### Task
Quote verbatim the lines of the listing running from the line that contains "beard. For every instance, give the bounding box." through the end of the listing, inclusive.

### Records to use

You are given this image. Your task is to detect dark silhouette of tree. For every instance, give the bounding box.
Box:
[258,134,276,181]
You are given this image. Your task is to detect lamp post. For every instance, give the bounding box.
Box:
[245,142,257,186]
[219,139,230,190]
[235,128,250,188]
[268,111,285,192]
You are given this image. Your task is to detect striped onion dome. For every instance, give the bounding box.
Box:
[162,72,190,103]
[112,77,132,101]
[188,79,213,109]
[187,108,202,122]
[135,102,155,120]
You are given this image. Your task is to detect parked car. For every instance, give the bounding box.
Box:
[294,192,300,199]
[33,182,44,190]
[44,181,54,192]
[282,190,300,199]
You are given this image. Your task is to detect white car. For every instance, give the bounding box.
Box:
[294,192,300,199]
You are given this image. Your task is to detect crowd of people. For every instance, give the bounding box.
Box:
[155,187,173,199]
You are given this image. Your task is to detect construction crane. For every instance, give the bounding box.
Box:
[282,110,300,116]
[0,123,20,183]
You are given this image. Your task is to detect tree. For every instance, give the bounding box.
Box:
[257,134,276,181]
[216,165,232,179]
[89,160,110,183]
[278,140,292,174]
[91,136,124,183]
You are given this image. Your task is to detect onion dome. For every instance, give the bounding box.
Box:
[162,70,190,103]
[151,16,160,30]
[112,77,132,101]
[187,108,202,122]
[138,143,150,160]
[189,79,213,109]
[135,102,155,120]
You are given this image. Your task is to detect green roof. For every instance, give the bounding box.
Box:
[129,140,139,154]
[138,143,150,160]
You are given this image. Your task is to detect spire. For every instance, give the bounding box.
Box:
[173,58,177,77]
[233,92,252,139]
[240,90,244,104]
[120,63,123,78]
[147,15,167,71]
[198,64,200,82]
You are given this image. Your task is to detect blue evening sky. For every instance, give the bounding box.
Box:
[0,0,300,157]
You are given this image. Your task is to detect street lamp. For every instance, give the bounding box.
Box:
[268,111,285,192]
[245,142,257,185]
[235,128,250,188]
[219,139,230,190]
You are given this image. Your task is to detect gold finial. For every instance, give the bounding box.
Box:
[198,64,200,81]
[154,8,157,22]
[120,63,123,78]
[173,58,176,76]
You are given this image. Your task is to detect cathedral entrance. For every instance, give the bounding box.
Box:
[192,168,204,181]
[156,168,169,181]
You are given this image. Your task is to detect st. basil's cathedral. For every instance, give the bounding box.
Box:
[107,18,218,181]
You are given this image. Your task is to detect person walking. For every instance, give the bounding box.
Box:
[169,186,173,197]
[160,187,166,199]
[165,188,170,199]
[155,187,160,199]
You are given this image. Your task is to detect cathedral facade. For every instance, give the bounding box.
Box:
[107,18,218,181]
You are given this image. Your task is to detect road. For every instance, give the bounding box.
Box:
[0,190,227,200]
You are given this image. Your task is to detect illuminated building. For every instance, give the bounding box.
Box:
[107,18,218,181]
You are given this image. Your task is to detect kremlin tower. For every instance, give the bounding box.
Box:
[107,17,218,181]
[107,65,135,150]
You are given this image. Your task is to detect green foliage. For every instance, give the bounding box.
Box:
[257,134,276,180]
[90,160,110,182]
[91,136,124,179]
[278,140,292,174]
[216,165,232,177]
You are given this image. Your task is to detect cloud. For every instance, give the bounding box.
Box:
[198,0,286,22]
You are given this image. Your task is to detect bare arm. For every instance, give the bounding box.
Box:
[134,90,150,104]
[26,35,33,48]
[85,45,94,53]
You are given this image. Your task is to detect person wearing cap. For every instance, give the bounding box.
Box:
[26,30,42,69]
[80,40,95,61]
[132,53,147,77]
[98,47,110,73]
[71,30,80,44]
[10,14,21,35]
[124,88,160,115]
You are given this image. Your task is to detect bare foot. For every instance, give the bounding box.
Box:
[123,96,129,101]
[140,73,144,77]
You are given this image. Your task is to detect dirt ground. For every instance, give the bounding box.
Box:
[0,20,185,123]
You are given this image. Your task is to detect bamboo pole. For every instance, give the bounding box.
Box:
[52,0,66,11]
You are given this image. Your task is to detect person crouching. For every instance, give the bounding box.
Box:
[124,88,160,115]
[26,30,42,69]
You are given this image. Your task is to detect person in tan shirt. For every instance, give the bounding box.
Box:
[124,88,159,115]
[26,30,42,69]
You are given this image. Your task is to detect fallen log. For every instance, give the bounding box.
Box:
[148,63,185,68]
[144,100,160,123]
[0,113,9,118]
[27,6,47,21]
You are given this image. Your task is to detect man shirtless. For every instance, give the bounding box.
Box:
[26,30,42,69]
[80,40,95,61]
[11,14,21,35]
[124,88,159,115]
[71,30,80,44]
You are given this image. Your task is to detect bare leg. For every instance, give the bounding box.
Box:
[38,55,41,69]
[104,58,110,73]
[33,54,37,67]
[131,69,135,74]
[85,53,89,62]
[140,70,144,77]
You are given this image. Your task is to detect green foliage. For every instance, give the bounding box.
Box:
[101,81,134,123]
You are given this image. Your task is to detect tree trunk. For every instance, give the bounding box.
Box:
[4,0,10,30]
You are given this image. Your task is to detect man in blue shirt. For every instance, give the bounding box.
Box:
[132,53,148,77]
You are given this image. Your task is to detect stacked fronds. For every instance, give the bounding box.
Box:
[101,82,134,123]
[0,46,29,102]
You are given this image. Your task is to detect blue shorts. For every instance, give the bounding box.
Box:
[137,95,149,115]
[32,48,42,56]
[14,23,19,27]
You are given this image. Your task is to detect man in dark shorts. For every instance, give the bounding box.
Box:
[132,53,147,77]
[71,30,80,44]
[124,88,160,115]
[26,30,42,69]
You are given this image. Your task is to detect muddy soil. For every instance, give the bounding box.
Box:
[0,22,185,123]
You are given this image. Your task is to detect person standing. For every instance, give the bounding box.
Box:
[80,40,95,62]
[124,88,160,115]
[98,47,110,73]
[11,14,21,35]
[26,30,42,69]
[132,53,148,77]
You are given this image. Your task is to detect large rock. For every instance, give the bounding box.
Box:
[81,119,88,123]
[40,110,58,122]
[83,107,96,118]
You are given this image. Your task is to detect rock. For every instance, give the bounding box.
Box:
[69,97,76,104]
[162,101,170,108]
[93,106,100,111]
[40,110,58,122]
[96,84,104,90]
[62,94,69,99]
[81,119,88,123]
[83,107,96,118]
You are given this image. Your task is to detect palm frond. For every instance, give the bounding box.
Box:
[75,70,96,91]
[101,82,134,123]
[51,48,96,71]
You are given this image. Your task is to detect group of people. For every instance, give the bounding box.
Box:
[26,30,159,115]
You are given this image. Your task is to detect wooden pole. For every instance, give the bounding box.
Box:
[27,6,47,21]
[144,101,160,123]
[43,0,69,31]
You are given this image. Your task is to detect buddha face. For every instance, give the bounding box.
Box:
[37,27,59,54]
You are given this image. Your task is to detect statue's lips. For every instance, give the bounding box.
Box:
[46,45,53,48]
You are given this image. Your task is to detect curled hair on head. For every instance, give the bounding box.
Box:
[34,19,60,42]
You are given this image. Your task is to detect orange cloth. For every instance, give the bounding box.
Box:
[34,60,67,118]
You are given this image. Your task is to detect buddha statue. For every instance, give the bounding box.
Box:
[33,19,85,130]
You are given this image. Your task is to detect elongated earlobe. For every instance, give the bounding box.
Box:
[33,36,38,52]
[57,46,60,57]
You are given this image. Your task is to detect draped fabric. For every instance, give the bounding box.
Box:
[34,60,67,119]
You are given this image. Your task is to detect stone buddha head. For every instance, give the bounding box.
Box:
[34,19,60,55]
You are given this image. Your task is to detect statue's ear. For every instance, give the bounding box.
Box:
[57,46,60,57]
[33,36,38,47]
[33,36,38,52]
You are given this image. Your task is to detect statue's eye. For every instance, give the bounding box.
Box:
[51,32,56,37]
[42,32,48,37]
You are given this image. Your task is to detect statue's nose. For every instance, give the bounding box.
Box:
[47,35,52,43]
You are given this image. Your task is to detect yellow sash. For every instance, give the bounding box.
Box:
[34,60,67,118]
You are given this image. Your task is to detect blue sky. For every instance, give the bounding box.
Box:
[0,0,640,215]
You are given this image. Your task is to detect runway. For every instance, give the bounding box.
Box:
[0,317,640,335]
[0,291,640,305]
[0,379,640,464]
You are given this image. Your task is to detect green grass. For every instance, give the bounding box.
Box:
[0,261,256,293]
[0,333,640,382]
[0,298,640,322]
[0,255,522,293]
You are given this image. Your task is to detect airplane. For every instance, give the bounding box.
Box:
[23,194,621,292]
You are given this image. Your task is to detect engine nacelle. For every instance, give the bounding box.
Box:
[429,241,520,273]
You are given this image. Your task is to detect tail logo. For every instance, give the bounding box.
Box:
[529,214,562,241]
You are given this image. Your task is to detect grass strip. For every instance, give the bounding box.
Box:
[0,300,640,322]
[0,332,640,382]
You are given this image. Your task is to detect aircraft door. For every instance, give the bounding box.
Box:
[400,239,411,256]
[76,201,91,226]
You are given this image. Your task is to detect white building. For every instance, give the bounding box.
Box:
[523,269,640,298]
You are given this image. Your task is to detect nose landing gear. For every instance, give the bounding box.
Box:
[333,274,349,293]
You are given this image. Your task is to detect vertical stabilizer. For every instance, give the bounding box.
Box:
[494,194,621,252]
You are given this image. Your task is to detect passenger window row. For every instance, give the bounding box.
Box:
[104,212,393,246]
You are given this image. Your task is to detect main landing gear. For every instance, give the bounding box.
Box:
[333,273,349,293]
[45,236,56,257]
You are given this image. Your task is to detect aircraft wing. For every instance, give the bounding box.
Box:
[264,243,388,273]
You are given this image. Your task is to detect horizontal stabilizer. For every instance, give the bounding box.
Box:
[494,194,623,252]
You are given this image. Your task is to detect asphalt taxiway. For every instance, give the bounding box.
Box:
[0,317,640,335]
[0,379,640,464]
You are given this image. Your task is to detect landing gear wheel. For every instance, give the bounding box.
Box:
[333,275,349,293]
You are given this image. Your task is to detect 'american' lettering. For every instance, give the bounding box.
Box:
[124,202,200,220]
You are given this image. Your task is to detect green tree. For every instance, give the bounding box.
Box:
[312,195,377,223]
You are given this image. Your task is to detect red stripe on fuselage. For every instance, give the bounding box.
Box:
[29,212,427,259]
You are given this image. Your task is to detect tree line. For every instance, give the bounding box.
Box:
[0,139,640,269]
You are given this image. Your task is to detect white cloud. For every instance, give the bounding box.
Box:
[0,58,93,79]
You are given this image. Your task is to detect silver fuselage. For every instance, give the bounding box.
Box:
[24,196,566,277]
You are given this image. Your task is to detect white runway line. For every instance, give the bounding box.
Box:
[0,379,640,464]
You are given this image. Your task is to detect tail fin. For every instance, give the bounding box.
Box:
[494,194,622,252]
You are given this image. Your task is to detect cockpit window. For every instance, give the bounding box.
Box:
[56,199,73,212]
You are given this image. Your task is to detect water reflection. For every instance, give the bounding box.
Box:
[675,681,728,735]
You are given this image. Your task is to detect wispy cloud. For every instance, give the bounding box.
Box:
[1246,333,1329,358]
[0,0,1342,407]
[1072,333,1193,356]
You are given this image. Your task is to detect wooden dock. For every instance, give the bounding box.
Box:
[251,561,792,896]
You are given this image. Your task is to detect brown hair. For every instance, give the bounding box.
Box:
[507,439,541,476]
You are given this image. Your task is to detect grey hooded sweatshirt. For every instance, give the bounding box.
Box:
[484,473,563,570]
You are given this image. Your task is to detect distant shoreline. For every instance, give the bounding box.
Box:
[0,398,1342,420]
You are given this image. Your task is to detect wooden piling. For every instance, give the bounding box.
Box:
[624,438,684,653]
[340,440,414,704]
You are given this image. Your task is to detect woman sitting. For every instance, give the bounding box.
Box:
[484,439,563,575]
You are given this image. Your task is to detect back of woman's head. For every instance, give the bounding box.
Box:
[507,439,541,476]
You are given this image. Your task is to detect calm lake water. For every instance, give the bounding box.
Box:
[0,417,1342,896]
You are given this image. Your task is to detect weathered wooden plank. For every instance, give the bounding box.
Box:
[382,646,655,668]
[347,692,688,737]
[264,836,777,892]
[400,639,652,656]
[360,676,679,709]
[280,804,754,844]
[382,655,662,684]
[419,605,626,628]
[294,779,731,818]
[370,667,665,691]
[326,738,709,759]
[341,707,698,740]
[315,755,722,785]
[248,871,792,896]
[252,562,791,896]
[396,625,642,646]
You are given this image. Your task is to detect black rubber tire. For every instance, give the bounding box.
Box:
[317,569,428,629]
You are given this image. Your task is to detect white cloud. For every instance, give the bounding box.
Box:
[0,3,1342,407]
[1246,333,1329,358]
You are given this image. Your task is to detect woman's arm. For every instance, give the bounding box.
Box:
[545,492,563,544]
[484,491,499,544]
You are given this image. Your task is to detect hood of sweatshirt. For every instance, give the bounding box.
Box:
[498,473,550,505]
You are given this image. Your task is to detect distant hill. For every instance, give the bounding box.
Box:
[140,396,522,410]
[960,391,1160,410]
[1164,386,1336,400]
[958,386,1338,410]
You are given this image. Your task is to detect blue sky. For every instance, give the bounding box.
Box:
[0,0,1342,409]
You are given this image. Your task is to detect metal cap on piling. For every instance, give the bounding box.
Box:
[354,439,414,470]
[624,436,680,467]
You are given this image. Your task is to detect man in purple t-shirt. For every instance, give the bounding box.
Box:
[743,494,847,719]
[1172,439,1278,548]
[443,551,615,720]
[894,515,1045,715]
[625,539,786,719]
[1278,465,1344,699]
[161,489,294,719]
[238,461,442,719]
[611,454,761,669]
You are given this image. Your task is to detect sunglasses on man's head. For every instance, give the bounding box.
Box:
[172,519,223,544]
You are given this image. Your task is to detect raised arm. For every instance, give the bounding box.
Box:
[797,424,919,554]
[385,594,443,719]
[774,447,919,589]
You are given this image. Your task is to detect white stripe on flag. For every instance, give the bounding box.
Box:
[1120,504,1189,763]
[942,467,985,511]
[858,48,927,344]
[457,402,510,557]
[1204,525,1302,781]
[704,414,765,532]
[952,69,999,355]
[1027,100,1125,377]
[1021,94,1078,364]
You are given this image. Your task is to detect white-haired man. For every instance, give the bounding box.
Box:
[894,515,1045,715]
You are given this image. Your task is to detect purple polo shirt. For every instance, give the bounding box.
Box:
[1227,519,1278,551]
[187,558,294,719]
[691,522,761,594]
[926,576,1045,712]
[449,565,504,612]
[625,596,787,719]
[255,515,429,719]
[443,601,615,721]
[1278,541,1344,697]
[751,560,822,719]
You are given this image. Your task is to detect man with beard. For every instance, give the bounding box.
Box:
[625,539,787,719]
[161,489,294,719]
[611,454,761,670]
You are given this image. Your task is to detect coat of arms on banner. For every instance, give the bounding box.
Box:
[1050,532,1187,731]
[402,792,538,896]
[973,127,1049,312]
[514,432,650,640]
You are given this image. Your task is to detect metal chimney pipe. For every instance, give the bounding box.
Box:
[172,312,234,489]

### In response
You are given this image. Your task is to detect man with beard. For every instance, give the bounding box.
Box:
[625,539,787,719]
[161,489,294,719]
[611,454,761,670]
You are given this image. Your task is to detect coat of arms on banner. For every instance, give the bounding box.
Box:
[1050,532,1187,731]
[402,792,538,896]
[973,127,1049,312]
[514,432,650,640]
You are given this image. Your task is to detect metal chimney pipe. For every instance, give the bounding box.
Box:
[172,312,234,489]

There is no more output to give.